● GOAL OF THE EXERCISE: Take the data that follows and retype it word for word.

============

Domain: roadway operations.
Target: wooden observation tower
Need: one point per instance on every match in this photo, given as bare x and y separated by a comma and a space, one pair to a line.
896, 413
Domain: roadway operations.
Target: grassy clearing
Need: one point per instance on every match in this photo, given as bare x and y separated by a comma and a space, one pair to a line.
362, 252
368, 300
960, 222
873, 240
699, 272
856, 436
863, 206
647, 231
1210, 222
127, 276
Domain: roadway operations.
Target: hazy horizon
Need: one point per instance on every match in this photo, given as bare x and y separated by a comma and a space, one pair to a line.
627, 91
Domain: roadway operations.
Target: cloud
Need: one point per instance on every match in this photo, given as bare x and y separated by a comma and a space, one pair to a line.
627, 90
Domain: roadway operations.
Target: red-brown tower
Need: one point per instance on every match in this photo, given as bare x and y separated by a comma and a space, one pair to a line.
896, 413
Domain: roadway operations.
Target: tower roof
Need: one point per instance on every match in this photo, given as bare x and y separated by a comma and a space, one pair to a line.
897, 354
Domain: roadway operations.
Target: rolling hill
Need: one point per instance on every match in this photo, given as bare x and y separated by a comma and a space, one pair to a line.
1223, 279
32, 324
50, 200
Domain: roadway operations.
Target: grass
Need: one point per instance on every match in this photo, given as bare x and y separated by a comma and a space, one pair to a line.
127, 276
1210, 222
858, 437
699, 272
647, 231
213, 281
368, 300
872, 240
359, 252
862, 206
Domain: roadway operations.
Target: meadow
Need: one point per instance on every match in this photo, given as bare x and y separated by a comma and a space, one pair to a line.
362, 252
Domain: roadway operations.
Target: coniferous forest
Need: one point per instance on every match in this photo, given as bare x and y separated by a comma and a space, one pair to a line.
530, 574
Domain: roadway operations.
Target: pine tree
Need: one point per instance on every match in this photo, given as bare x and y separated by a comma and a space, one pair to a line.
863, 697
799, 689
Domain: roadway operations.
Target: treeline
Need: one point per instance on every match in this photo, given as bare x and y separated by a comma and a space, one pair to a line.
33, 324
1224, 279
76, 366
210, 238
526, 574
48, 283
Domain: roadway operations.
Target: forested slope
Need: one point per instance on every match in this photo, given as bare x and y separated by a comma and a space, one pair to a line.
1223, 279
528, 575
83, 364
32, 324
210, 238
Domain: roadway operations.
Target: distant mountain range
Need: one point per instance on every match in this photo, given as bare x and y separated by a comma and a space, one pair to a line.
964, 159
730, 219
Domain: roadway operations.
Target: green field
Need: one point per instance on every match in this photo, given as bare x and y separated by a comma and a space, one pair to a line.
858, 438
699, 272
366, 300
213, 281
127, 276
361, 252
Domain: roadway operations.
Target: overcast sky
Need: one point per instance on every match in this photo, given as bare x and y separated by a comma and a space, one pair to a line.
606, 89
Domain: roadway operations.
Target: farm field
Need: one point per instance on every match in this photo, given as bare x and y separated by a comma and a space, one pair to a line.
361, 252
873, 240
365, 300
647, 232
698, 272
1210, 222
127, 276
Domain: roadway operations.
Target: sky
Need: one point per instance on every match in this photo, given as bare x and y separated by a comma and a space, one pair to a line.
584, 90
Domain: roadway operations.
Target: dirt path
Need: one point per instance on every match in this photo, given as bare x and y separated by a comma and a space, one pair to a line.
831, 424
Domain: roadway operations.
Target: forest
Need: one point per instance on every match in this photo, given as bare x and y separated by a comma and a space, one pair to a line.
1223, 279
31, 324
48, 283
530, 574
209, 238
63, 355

============

● OUTPUT FOR THIS TASK:
Domain: roadway operations.
Target: wooden observation tower
Need: one point per instance on every match in this photo, given as bare x and y separated by a comma and a space, one pair to a line.
896, 413
Domain: roadway operations.
Target: grassy clearing
Need: one point per instance on every match in this photo, given as bare x and y separated by a comma and a space, one pair to a line.
362, 252
368, 300
960, 222
873, 240
699, 272
856, 436
863, 206
647, 231
1210, 222
127, 276
Domain: roadway operations.
Target: hazy horizon
Need: one point per instance on every match in this photo, given as bare x and y separated by a comma and a space, one pair to a line.
627, 91
Domain: roadway operations.
Target: cloud
Need: one point per instance on every match in this photo, given as bare x and y separated by a comma and a space, one pair to a line.
627, 90
Domain: roadway operations.
Target: red-brown tower
Need: one point per instance on every match in this photo, given as bare x and y separated by a comma and a space, one pair to a line.
896, 413
Domain: roadway operations.
Target: tower roof
Need: one point per instance on every match in this photo, given as bare x and y separated by a comma and a space, one pair to a line.
897, 354
Domain: roadway operations.
Target: rolling hill
Need: one point per instance on every match in this photo, given as bare x and y separated by a comma and a space, one pair to a line.
1223, 279
32, 324
50, 200
Domain: roadway operations.
Target: grass
Need: one point per instance on every match in this photo, given as bare x and y separated by a comma and a space, one pair to a line.
127, 276
1210, 222
858, 437
699, 272
647, 231
213, 281
368, 300
872, 240
359, 252
862, 206
Domain: roadway operations.
Target: meadow
Need: one point per instance on every match in this photo, given as bare x and y separated by a comma and a space, one pair to a line.
362, 252
Domain: roadway operations.
Target: coniferous forest
Need: one point per instance on every match in this photo, given as bare x and y separated by a comma and a space, one pair to a line.
530, 574
Domain: roadway operations.
Target: pine tree
Need: one point per instance on every match in this photo, given as bare x and y separated by a comma and a space, one pair to a line.
863, 697
799, 689
Domain: roadway operations.
Target: treeline
Need: one point per instance on every match in this photo, given as bare x and y separated by a comma and a space, one pair to a line.
33, 324
1224, 279
76, 366
210, 238
526, 574
48, 283
Domain: roadway operations.
Target: forested slope
Need: one point per instance on every match in this photo, given as bare x and y separated by a comma and a space, one pair to a line.
1223, 279
528, 575
83, 364
32, 324
210, 238
Domain: roadway operations.
Target: distant mountain range
Need: one point per instance on every match in this photo, given as bare x and y separated by a comma and a space, one pair to a line.
964, 159
730, 219
Domain: roadway operations.
Target: green field
Need: one point per instance on every match in this photo, given as bare x and y separated by a comma and a space, one pair to a line.
858, 438
699, 272
366, 300
213, 281
127, 276
361, 252
Domain: roadway operations.
Target: overcast sky
Need: one point per instance on every match in this photo, given as bare x and y separated by a comma and a space, one pair to a line.
606, 89
Domain: roadway operations.
Target: farm field
Need: one point per instance on every match in this photo, given as bare x and y separated by a comma and a space, one pair to a line.
361, 252
873, 240
365, 300
647, 232
698, 272
1210, 222
127, 276
Domain: roadway operations.
Target: sky
Need: one point per instance on every match in this photo, given as bare x and y separated by a comma and a space, one pair to a line.
584, 90
Domain: roadway operations.
Target: dirt path
Need: one point per instance on every match in this photo, given as bare x and y separated by a comma and a space, one pair to a line.
831, 424
Domain: roadway operations.
Target: forest
Need: one point per instance on every match in this photo, given as bare x and y separated by a comma and a space, one pair to a line.
1223, 279
31, 324
48, 283
530, 574
209, 238
63, 355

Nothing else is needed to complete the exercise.